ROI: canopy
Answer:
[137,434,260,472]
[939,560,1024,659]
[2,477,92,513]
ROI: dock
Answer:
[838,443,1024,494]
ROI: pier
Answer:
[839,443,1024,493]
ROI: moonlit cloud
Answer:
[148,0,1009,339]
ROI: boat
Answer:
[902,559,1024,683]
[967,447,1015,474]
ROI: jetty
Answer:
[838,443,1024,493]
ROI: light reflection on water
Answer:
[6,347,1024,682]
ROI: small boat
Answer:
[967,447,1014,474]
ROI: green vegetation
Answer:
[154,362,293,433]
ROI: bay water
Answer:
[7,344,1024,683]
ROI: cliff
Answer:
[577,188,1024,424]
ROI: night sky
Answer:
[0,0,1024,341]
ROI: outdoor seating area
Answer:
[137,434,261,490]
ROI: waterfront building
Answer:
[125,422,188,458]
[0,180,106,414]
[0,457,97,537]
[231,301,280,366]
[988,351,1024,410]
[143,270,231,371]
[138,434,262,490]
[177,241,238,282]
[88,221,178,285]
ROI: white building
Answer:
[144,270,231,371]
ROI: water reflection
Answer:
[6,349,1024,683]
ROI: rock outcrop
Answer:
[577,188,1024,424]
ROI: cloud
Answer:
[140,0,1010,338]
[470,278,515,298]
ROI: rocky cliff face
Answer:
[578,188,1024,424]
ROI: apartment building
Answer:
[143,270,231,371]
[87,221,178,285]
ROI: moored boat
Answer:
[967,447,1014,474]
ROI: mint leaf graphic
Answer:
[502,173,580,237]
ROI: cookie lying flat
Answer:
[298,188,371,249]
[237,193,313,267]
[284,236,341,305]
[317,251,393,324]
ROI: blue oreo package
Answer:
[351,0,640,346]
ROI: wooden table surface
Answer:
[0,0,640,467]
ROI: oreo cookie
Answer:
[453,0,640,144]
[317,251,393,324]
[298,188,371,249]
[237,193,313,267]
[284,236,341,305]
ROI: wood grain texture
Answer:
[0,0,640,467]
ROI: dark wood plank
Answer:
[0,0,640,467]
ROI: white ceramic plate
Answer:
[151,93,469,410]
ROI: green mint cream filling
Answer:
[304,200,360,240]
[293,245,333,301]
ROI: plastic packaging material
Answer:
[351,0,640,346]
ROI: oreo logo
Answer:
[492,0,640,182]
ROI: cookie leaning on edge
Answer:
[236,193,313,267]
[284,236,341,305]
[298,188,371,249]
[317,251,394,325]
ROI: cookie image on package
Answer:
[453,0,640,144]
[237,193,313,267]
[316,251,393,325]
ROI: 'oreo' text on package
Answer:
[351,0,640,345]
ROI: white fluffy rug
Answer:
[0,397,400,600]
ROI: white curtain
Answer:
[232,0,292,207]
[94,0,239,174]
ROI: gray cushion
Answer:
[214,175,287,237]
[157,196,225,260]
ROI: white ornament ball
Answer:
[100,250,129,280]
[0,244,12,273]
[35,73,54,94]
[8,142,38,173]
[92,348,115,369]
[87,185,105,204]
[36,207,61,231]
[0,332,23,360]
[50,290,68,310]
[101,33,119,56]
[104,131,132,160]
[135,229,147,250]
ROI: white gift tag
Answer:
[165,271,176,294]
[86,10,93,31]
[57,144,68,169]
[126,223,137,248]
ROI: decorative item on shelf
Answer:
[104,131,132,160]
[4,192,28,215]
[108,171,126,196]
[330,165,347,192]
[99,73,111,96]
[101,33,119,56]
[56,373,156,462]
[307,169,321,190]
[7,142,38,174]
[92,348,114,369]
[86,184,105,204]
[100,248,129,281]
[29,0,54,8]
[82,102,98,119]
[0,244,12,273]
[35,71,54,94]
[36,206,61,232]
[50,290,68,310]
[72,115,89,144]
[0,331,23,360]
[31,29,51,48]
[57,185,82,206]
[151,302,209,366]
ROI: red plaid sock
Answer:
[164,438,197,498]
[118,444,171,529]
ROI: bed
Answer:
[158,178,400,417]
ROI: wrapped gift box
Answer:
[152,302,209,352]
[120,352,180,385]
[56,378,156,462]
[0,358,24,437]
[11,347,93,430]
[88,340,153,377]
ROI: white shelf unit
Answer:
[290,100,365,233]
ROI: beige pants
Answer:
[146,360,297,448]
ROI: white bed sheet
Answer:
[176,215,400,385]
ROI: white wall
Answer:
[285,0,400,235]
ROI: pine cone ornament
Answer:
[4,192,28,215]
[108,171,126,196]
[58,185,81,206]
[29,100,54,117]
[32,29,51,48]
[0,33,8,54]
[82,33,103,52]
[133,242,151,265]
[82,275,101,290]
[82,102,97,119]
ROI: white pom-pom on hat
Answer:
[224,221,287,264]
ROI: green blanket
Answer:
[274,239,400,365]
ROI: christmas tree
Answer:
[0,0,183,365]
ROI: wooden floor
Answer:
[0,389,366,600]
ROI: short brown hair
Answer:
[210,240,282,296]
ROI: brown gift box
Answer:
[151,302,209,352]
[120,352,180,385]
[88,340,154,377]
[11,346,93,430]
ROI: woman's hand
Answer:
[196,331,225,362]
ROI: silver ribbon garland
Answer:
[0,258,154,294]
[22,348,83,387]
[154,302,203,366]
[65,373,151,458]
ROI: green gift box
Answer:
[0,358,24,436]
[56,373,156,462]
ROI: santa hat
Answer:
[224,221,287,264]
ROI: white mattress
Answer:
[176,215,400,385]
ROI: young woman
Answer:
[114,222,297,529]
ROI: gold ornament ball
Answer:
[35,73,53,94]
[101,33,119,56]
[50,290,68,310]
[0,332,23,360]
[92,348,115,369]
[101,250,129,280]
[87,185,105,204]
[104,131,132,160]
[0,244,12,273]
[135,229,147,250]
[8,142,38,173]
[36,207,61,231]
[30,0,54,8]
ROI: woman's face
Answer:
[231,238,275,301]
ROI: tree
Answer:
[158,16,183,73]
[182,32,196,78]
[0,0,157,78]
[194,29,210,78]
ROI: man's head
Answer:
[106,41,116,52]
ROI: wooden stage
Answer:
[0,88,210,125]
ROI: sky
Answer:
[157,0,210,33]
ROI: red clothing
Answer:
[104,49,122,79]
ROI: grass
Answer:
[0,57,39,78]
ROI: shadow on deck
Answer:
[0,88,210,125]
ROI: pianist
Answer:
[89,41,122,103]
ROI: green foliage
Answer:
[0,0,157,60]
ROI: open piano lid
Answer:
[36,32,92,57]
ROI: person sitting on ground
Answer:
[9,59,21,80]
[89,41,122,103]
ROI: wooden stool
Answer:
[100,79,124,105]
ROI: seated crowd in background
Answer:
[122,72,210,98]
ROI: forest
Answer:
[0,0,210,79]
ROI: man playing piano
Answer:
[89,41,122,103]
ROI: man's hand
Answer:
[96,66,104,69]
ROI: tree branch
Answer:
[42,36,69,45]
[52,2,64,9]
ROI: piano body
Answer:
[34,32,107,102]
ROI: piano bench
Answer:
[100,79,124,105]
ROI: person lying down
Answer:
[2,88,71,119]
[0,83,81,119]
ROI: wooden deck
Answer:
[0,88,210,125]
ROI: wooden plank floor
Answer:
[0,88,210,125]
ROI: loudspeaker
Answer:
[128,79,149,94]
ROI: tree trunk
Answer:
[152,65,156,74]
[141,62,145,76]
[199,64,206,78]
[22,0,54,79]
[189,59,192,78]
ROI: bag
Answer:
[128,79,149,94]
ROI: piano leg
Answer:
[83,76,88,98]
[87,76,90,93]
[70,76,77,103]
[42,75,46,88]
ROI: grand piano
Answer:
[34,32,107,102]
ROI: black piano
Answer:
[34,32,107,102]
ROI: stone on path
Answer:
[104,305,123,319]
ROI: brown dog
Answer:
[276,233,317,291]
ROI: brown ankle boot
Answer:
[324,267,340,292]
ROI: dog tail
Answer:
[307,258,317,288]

★ ★ ★

Arrange every line of the records above as a Markdown table with two columns, Row and Line, where Row numbers each line in order. Leave out any blank lines.

**Completed task:**
| Row | Line |
|---|---|
| 1 | ROI: canopy |
| 2 | Answer: |
| 3 | [137,434,260,472] |
| 4 | [939,560,1024,659] |
| 5 | [2,477,92,513] |
| 6 | ROI: dock |
| 7 | Answer: |
| 8 | [838,443,1024,494] |
| 9 | ROI: pier |
| 10 | Answer: |
| 11 | [839,443,1024,493] |
| 12 | ROI: moonlit cloud |
| 13 | Answer: |
| 14 | [148,0,1009,339] |
| 15 | ROI: boat |
| 16 | Answer: |
| 17 | [902,559,1024,683] |
| 18 | [967,447,1015,474] |
| 19 | ROI: jetty |
| 20 | Answer: |
| 21 | [838,443,1024,493] |
| 22 | ROI: light reflection on water |
| 23 | Answer: |
| 24 | [6,347,1024,682] |
| 25 | ROI: small boat |
| 26 | Answer: |
| 27 | [967,447,1014,474] |
| 28 | ROI: green vegetation |
| 29 | Answer: |
| 30 | [154,362,293,433] |
| 31 | ROI: bay water |
| 32 | Answer: |
| 33 | [7,344,1024,683] |
| 34 | ROI: cliff |
| 35 | Answer: |
| 36 | [577,188,1024,424] |
| 37 | ROI: night sky |
| 38 | Answer: |
| 39 | [0,0,1024,341] |
| 40 | ROI: outdoor seating area |
| 41 | Answer: |
| 42 | [137,434,261,490] |
| 43 | ROI: waterfront building |
| 44 | Answer: |
| 45 | [125,422,188,458] |
| 46 | [0,180,106,414] |
| 47 | [0,457,97,537] |
| 48 | [231,301,280,366] |
| 49 | [988,351,1024,410] |
| 50 | [143,270,231,371] |
| 51 | [138,434,262,490] |
| 52 | [177,241,238,282] |
| 53 | [88,221,178,285] |
| 54 | ROI: white building |
| 55 | Answer: |
| 56 | [144,270,231,371] |
| 57 | ROI: water reflection |
| 58 | Answer: |
| 59 | [6,349,1024,683] |
| 60 | ROI: rock outcrop |
| 61 | Answer: |
| 62 | [577,188,1024,424] |
| 63 | ROI: cloud |
| 64 | Answer: |
| 65 | [140,0,1010,338] |
| 66 | [470,278,515,298] |
| 67 | ROI: rocky cliff face |
| 68 | Answer: |
| 69 | [578,188,1024,424] |
| 70 | ROI: apartment building |
| 71 | Answer: |
| 72 | [143,270,231,371] |
| 73 | [87,221,178,285] |
| 74 | ROI: moored boat |
| 75 | Answer: |
| 76 | [967,447,1014,474] |
| 77 | ROI: mint leaf graphic |
| 78 | Answer: |
| 79 | [502,173,580,237] |
| 80 | ROI: cookie lying flat |
| 81 | Answer: |
| 82 | [298,188,371,249] |
| 83 | [237,193,313,267] |
| 84 | [284,236,341,305] |
| 85 | [317,251,393,324] |
| 86 | ROI: blue oreo package |
| 87 | Answer: |
| 88 | [351,0,640,346] |
| 89 | ROI: wooden table surface |
| 90 | Answer: |
| 91 | [0,0,640,467] |
| 92 | ROI: oreo cookie |
| 93 | Answer: |
| 94 | [453,0,640,144] |
| 95 | [317,251,393,324] |
| 96 | [298,188,371,249] |
| 97 | [237,193,313,267] |
| 98 | [284,236,341,305] |
| 99 | ROI: wood grain texture |
| 100 | Answer: |
| 101 | [0,0,640,467] |
| 102 | ROI: dark wood plank |
| 103 | Answer: |
| 104 | [0,0,640,467] |
| 105 | ROI: white ceramic plate |
| 106 | Answer: |
| 107 | [151,93,469,410] |
| 108 | ROI: green mint cream filling |
| 109 | Answer: |
| 110 | [304,200,360,240] |
| 111 | [293,245,333,301] |
| 112 | ROI: plastic packaging material |
| 113 | Answer: |
| 114 | [351,0,640,346] |
| 115 | ROI: oreo logo |
| 116 | Answer: |
| 117 | [492,0,640,182] |
| 118 | ROI: cookie leaning on edge |
| 119 | Answer: |
| 120 | [236,193,313,267] |
| 121 | [284,236,341,305] |
| 122 | [298,188,371,249] |
| 123 | [317,251,394,325] |
| 124 | ROI: cookie image on package |
| 125 | Answer: |
| 126 | [453,0,640,144] |
| 127 | [237,193,313,267] |
| 128 | [316,251,393,325] |
| 129 | ROI: 'oreo' text on package |
| 130 | Answer: |
| 131 | [351,0,640,345] |
| 132 | ROI: white fluffy rug |
| 133 | Answer: |
| 134 | [0,397,400,600] |
| 135 | ROI: white curtain |
| 136 | Answer: |
| 137 | [232,0,292,207] |
| 138 | [94,0,239,174] |
| 139 | ROI: gray cushion |
| 140 | Answer: |
| 141 | [214,175,287,237] |
| 142 | [157,196,225,260] |
| 143 | ROI: white ornament ball |
| 144 | Answer: |
| 145 | [100,250,129,280] |
| 146 | [0,244,12,273] |
| 147 | [35,73,54,94] |
| 148 | [8,142,38,173] |
| 149 | [92,348,115,369] |
| 150 | [87,185,105,204] |
| 151 | [36,207,61,231] |
| 152 | [0,332,23,360] |
| 153 | [50,290,68,310] |
| 154 | [101,33,119,56] |
| 155 | [104,131,132,160] |
| 156 | [135,229,147,250] |
| 157 | ROI: white gift tag |
| 158 | Answer: |
| 159 | [165,271,176,294] |
| 160 | [86,10,93,31] |
| 161 | [57,144,68,169] |
| 162 | [126,223,137,248] |
| 163 | ROI: decorative item on shelf |
| 164 | Answer: |
| 165 | [104,131,132,160] |
| 166 | [4,192,28,215] |
| 167 | [108,171,126,196] |
| 168 | [330,165,347,192] |
| 169 | [99,73,111,96] |
| 170 | [101,33,119,56] |
| 171 | [56,373,156,462] |
| 172 | [307,169,321,190] |
| 173 | [7,142,38,174] |
| 174 | [92,348,114,369] |
| 175 | [86,184,105,204] |
| 176 | [100,248,129,281] |
| 177 | [29,0,54,8] |
| 178 | [82,102,98,119] |
| 179 | [0,244,12,273] |
| 180 | [35,71,54,94] |
| 181 | [36,206,61,232] |
| 182 | [50,290,68,310] |
| 183 | [72,115,89,144] |
| 184 | [0,331,23,360] |
| 185 | [31,29,51,48] |
| 186 | [57,185,82,206] |
| 187 | [151,302,209,366] |
| 188 | ROI: red plaid sock |
| 189 | Answer: |
| 190 | [164,438,197,498] |
| 191 | [118,444,171,529] |
| 192 | ROI: bed |
| 193 | Answer: |
| 194 | [158,178,400,417] |
| 195 | ROI: wrapped gift box |
| 196 | Answer: |
| 197 | [152,302,209,352] |
| 198 | [120,352,180,385] |
| 199 | [56,378,156,462] |
| 200 | [0,358,24,437] |
| 201 | [11,347,93,430] |
| 202 | [88,340,153,377] |
| 203 | ROI: white shelf unit |
| 204 | Answer: |
| 205 | [290,100,365,233] |
| 206 | ROI: beige pants |
| 207 | Answer: |
| 208 | [146,360,297,448] |
| 209 | ROI: white bed sheet |
| 210 | Answer: |
| 211 | [176,215,400,385] |
| 212 | ROI: white wall |
| 213 | Answer: |
| 214 | [285,0,400,235] |
| 215 | ROI: pine cone ornament |
| 216 | Answer: |
| 217 | [4,192,28,215] |
| 218 | [108,171,126,196] |
| 219 | [58,185,81,206] |
| 220 | [29,100,54,117] |
| 221 | [32,29,51,48] |
| 222 | [0,33,8,54] |
| 223 | [82,33,103,52] |
| 224 | [133,242,151,265] |
| 225 | [82,275,101,290] |
| 226 | [82,102,97,119] |
| 227 | ROI: white pom-pom on hat |
| 228 | Answer: |
| 229 | [224,221,287,264] |
| 230 | ROI: green blanket |
| 231 | Answer: |
| 232 | [274,239,400,365] |
| 233 | ROI: christmas tree |
| 234 | Answer: |
| 235 | [0,0,183,365] |
| 236 | ROI: wooden floor |
| 237 | Answer: |
| 238 | [0,389,366,600] |
| 239 | ROI: short brown hair |
| 240 | Answer: |
| 241 | [210,240,282,296] |
| 242 | ROI: brown gift box |
| 243 | Answer: |
| 244 | [151,302,209,352] |
| 245 | [120,352,180,385] |
| 246 | [88,340,154,377] |
| 247 | [11,346,93,430] |
| 248 | ROI: woman's hand |
| 249 | Answer: |
| 250 | [196,331,225,362] |
| 251 | ROI: silver ribbon garland |
| 252 | Answer: |
| 253 | [0,258,154,294] |
| 254 | [22,348,83,387] |
| 255 | [154,302,203,366] |
| 256 | [65,373,151,458] |
| 257 | ROI: green gift box |
| 258 | Answer: |
| 259 | [0,358,24,436] |
| 260 | [56,373,156,462] |
| 261 | ROI: santa hat |
| 262 | Answer: |
| 263 | [224,221,287,264] |
| 264 | ROI: white mattress |
| 265 | Answer: |
| 266 | [176,215,400,385] |
| 267 | ROI: young woman |
| 268 | Answer: |
| 269 | [114,222,297,529] |
| 270 | ROI: gold ornament ball |
| 271 | Answer: |
| 272 | [35,73,53,94] |
| 273 | [101,33,119,56] |
| 274 | [50,290,68,310] |
| 275 | [0,332,23,360] |
| 276 | [92,348,115,369] |
| 277 | [101,250,129,280] |
| 278 | [87,185,105,204] |
| 279 | [104,131,132,160] |
| 280 | [0,244,12,273] |
| 281 | [135,229,147,250] |
| 282 | [8,142,38,173] |
| 283 | [36,207,61,231] |
| 284 | [30,0,54,8] |
| 285 | ROI: woman's face |
| 286 | Answer: |
| 287 | [231,238,275,301] |
| 288 | ROI: tree |
| 289 | Answer: |
| 290 | [158,16,183,73] |
| 291 | [182,32,196,78] |
| 292 | [0,0,157,78] |
| 293 | [194,29,210,78] |
| 294 | ROI: man's head |
| 295 | Answer: |
| 296 | [106,41,116,52] |
| 297 | ROI: wooden stage |
| 298 | Answer: |
| 299 | [0,88,210,125] |
| 300 | ROI: sky |
| 301 | Answer: |
| 302 | [157,0,210,33] |
| 303 | ROI: red clothing |
| 304 | Answer: |
| 305 | [104,49,122,79] |
| 306 | ROI: grass |
| 307 | Answer: |
| 308 | [0,57,39,78] |
| 309 | ROI: shadow on deck |
| 310 | Answer: |
| 311 | [0,88,210,125] |
| 312 | ROI: pianist |
| 313 | Answer: |
| 314 | [89,41,122,103] |
| 315 | ROI: green foliage |
| 316 | Answer: |
| 317 | [0,0,157,60] |
| 318 | ROI: open piano lid |
| 319 | Answer: |
| 320 | [36,32,92,57] |
| 321 | ROI: person sitting on ground |
| 322 | Answer: |
| 323 | [9,59,21,80] |
| 324 | [89,41,122,103] |
| 325 | ROI: wooden stool |
| 326 | Answer: |
| 327 | [100,79,124,105] |
| 328 | ROI: seated crowd in background |
| 329 | Answer: |
| 330 | [122,72,210,98] |
| 331 | ROI: forest |
| 332 | Answer: |
| 333 | [0,0,210,79] |
| 334 | ROI: man playing piano |
| 335 | Answer: |
| 336 | [89,41,122,103] |
| 337 | ROI: man's hand |
| 338 | Answer: |
| 339 | [96,66,104,69] |
| 340 | ROI: tree branch |
| 341 | Answer: |
| 342 | [42,36,69,45] |
| 343 | [52,2,64,9] |
| 344 | ROI: piano body |
| 345 | Answer: |
| 346 | [34,32,107,102] |
| 347 | ROI: piano bench |
| 348 | Answer: |
| 349 | [100,79,124,105] |
| 350 | ROI: person lying down |
| 351 | Answer: |
| 352 | [2,88,71,119] |
| 353 | [0,83,81,119] |
| 354 | ROI: wooden deck |
| 355 | Answer: |
| 356 | [0,88,210,125] |
| 357 | ROI: wooden plank floor |
| 358 | Answer: |
| 359 | [0,88,210,125] |
| 360 | ROI: loudspeaker |
| 361 | Answer: |
| 362 | [128,79,149,94] |
| 363 | ROI: tree trunk |
| 364 | Answer: |
| 365 | [152,65,156,74] |
| 366 | [141,62,145,76] |
| 367 | [199,64,206,78] |
| 368 | [22,0,54,79] |
| 369 | [189,59,192,78] |
| 370 | ROI: bag |
| 371 | Answer: |
| 372 | [128,79,149,94] |
| 373 | ROI: piano leg |
| 374 | Answer: |
| 375 | [83,76,88,98] |
| 376 | [87,76,90,93] |
| 377 | [70,76,77,103] |
| 378 | [42,75,46,88] |
| 379 | ROI: grand piano |
| 380 | Answer: |
| 381 | [34,32,107,102] |
| 382 | ROI: black piano |
| 383 | Answer: |
| 384 | [34,32,107,102] |
| 385 | ROI: stone on path |
| 386 | Answer: |
| 387 | [104,305,123,319] |
| 388 | ROI: brown dog |
| 389 | Answer: |
| 390 | [276,233,317,291] |
| 391 | ROI: brown ankle boot |
| 392 | Answer: |
| 393 | [324,267,340,292] |
| 394 | ROI: dog tail |
| 395 | Answer: |
| 396 | [307,258,317,288] |